(Provided passage)

Rock Creek Park and the U.S. Capitol; Grand Old Stones No More
When New England’s tallest elm tree, “Herbie,” succumbed to Dutch Elm disease, craftsmen made the wood into everything from a guitar to a casket. When the dust settled after 9/11, shipbuilders recycled the Twin Towers’ steel into the USS New York. And when the United States Capitol got a face-lift, the old stones went to molder in a Washington, D.C. forest. So here’s to the visionaries who, with the foresight to dispose of famous construction debris in an out-of-the-way corner of a forested park, unwittingly choreographed an urban explorer’s dream.
Finding the fabled stones is fraught with challenges. For one, Rock Creek Park, home of the erstwhile Capitol facade, is big–as in 1,754 acres-big. The old blocks take up (by a rough estimate) maybe half an acre. Sniffing out their location will undoubtedly cull those pilgrims lacking a few minutes’ time and the cunning to consult the Great JuJu in the Sky, Google.
Those who can muster an educated guess on the old stones’ location aren’t home free yet, though, because there’s evidence that the National Park Service isn’t too keen on folks poking around in what amounts to a scrapyard. Maybe it’s that you’d be having a bad day if any one of these thousands of stones fell on you. Or that there are mysterious fourteen-foot-deep holes hiding on the forest floor nearby. Some people may cry nanny state, but I’m inclined to believe the park rangers are onto something. So you’ll have to put on your best “nothing-to-see-here-just-out-for-a-leisurely-stroll” game face before seeking out the ruins.

(End Provided passage)
(Records)

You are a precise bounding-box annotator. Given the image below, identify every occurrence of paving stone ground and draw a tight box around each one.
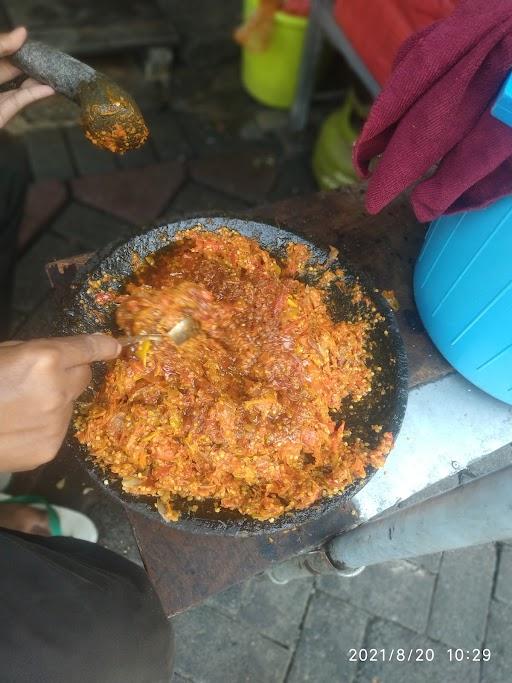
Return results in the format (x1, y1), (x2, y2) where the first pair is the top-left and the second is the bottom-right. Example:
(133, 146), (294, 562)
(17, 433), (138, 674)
(6, 46), (512, 683)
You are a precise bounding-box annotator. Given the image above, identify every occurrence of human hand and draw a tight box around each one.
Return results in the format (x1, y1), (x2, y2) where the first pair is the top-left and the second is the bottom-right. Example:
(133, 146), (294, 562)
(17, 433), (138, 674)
(0, 27), (55, 128)
(0, 334), (121, 472)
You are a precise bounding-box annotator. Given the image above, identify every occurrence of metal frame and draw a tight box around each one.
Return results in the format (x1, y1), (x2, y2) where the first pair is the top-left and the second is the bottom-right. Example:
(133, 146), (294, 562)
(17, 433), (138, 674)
(290, 0), (380, 131)
(269, 465), (512, 584)
(269, 373), (512, 583)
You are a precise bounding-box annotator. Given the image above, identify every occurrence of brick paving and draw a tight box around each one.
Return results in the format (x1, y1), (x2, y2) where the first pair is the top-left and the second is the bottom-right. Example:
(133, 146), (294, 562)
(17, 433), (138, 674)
(7, 71), (512, 683)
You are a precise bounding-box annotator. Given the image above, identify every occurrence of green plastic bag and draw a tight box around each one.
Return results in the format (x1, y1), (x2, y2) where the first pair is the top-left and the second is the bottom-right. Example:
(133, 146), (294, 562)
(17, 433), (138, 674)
(313, 91), (368, 190)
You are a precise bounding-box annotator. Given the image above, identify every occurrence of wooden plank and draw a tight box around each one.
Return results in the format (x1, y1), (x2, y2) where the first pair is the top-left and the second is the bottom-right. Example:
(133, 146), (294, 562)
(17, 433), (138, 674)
(126, 503), (356, 616)
(42, 188), (451, 614)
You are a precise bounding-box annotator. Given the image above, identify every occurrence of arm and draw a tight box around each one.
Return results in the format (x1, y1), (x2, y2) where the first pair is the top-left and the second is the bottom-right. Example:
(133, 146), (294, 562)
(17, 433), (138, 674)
(0, 334), (121, 472)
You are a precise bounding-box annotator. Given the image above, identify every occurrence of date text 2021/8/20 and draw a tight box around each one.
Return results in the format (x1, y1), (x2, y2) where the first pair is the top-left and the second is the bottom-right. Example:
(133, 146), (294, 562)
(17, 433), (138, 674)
(348, 647), (491, 662)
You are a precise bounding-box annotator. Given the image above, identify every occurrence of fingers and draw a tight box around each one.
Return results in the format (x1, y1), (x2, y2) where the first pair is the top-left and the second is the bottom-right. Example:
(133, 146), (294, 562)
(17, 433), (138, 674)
(66, 365), (92, 401)
(47, 334), (122, 368)
(0, 79), (54, 127)
(0, 26), (27, 57)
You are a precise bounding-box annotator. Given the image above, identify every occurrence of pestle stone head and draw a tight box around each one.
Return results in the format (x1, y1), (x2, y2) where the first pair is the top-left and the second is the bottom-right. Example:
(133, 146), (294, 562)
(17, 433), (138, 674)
(76, 74), (149, 154)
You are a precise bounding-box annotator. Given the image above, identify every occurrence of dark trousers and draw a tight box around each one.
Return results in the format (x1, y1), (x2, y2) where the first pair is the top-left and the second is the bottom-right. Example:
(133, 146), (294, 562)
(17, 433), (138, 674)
(0, 136), (173, 683)
(0, 530), (173, 683)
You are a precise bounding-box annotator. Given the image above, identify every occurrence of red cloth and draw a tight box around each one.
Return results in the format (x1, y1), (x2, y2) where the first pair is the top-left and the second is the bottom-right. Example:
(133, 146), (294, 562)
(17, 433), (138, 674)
(354, 0), (512, 221)
(283, 0), (309, 17)
(333, 0), (457, 85)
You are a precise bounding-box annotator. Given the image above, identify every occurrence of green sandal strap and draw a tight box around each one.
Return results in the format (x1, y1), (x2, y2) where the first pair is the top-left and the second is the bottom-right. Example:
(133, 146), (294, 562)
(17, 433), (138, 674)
(0, 495), (62, 536)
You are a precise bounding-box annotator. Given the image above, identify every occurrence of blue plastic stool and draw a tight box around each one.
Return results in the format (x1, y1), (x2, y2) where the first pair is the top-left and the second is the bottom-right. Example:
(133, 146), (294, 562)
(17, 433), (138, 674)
(414, 76), (512, 404)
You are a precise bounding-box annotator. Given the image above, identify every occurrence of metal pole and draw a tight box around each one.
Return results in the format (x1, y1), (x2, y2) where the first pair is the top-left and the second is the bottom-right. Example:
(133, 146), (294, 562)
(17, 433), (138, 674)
(271, 465), (512, 583)
(290, 0), (323, 132)
(317, 0), (381, 97)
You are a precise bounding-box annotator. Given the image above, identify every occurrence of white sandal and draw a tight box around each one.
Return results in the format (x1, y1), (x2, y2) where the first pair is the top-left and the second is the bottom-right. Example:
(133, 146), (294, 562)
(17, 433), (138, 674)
(0, 493), (98, 543)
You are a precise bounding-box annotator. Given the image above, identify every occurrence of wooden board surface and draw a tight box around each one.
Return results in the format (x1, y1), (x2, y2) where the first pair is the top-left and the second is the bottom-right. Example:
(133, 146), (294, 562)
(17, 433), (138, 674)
(38, 188), (451, 614)
(129, 189), (450, 614)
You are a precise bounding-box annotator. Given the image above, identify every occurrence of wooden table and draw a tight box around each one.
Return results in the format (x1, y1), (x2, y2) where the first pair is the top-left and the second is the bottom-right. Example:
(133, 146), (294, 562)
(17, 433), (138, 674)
(43, 188), (451, 615)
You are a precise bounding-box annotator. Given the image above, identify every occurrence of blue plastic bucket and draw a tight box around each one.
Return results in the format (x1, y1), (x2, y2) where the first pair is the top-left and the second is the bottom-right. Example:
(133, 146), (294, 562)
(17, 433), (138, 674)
(414, 196), (512, 404)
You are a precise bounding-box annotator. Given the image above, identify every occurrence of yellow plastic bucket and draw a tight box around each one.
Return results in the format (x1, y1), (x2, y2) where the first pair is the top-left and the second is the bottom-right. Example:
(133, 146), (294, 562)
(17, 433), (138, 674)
(242, 0), (308, 109)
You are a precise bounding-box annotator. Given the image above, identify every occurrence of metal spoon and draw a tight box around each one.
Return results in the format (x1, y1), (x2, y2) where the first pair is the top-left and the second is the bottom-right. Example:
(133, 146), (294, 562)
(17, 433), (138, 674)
(117, 317), (199, 346)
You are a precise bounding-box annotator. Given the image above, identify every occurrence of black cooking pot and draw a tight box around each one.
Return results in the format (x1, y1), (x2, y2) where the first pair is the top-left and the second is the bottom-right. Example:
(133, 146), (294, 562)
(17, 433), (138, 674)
(56, 217), (407, 535)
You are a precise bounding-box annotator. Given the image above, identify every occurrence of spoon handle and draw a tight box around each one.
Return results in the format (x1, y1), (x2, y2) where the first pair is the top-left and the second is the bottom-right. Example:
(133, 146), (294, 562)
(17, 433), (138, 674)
(116, 334), (169, 346)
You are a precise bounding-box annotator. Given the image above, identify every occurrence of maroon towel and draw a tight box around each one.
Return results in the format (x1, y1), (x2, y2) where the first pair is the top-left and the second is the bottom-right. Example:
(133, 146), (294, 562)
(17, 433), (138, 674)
(354, 0), (512, 221)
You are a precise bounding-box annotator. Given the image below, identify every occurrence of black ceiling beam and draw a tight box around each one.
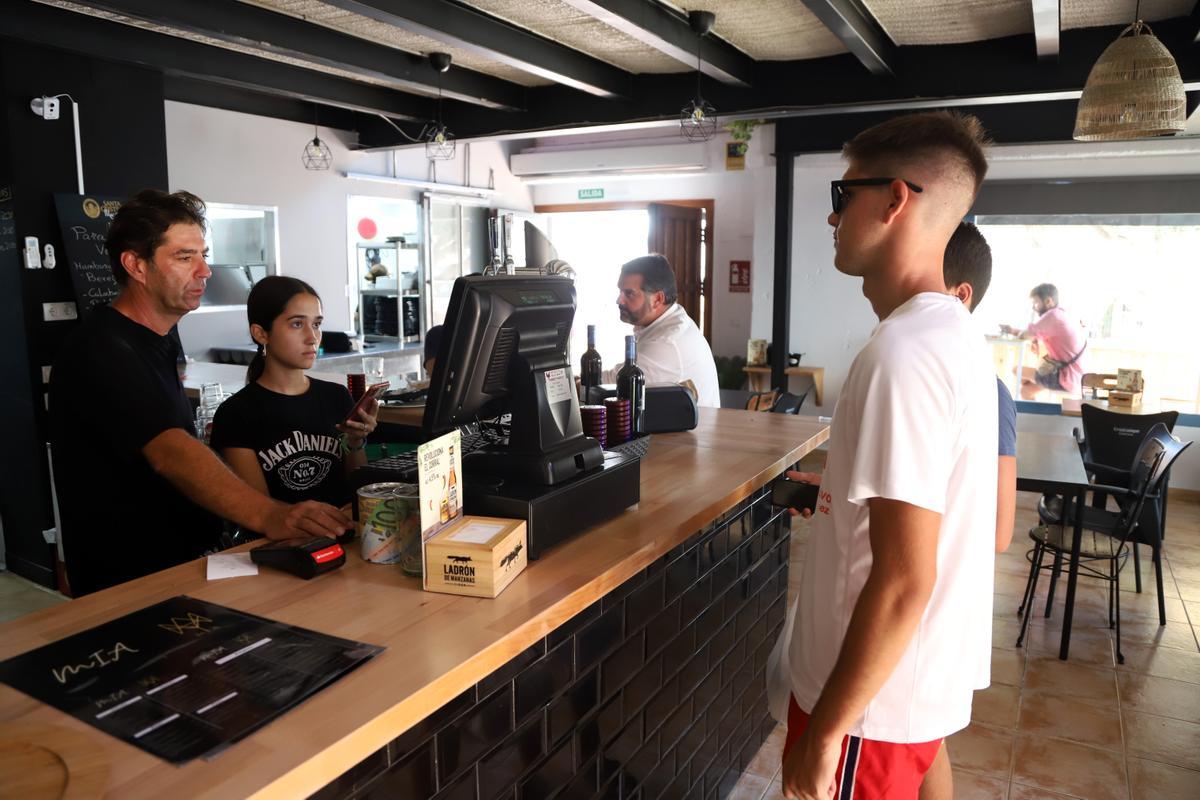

(End Records)

**Work to complete**:
- a) Quote the passage about the old Capitol stones word for word, beginning at the words "Those who can" and stopping after "out the ruins.".
- b) Summarize the passage about the old Capitol stones in two sentences.

**Per-task answers**:
- a)
Those who can muster an educated guess on the old stones’ location aren’t home free yet, though, because there’s evidence that the National Park Service isn’t too keen on folks poking around in what amounts to a scrapyard. Maybe it’s that you’d be having a bad day if any one of these thousands of stones fell on you. Or that there are mysterious fourteen-foot-deep holes hiding on the forest floor nearby. Some people may cry nanny state, but I’m inclined to believe the park rangers are onto something. So you’ll have to put on your best “nothing-to-see-here-just-out-for-a-leisurely-stroll” game face before seeking out the ruins.

- b) Old stones from the United States Capitol's face-lift were left in Rock Creek Park, a 1,754-acre Washington, D.C. forest, where they cover roughly half an acre and are hard to find. The National Park Service seems unwilling to have people poking around the site, which has risks such as stones that could fall and fourteen-foot-deep holes nearby.